***** EXERCISE MATERIAL

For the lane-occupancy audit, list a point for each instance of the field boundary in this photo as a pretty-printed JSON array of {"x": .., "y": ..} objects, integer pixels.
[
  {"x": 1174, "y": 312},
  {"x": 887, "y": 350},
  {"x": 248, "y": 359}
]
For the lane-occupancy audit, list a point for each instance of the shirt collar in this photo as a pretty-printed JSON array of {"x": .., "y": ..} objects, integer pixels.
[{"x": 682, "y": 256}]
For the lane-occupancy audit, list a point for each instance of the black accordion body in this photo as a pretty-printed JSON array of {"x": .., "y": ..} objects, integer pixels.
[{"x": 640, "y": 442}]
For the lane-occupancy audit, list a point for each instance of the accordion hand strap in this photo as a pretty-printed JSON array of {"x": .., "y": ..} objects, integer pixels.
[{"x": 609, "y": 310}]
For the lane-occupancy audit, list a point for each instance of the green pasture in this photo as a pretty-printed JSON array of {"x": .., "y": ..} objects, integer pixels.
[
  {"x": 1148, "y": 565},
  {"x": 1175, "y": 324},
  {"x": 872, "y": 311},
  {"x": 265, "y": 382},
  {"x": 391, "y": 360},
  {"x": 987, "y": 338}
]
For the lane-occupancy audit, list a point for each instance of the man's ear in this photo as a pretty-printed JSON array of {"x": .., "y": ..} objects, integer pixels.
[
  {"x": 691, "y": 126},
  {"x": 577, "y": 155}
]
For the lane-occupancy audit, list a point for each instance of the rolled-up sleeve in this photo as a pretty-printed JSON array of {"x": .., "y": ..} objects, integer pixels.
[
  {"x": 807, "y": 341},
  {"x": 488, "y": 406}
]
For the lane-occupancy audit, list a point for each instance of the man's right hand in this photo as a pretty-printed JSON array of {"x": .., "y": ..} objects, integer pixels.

**********

TASK INSTRUCTIONS: Output everything from the line containing "the man's ear" down to the final line above as a numbered list, leaving out any blank lines.

EXPECTED ANSWER:
1. For the lane-occupancy audit, list a point for each instance of the man's ear in this photo as a pretty-printed JSON array of {"x": .., "y": ..} objects, integer pixels.
2. [
3.   {"x": 691, "y": 126},
4.   {"x": 577, "y": 155}
5. ]
6. For the lane-occupancy audit, list a point for each instance of the rolled-up sleeve in this photo as a pretty-printed JSON array of {"x": .., "y": ..} objects, integer pixels.
7. [
8.   {"x": 807, "y": 341},
9.   {"x": 488, "y": 406}
10. ]
11. For the lane-occupancy audit, list a point for each instance of the man's right hand in this photo as a pretty-printed JSON array of {"x": .., "y": ..} objects, integer pixels.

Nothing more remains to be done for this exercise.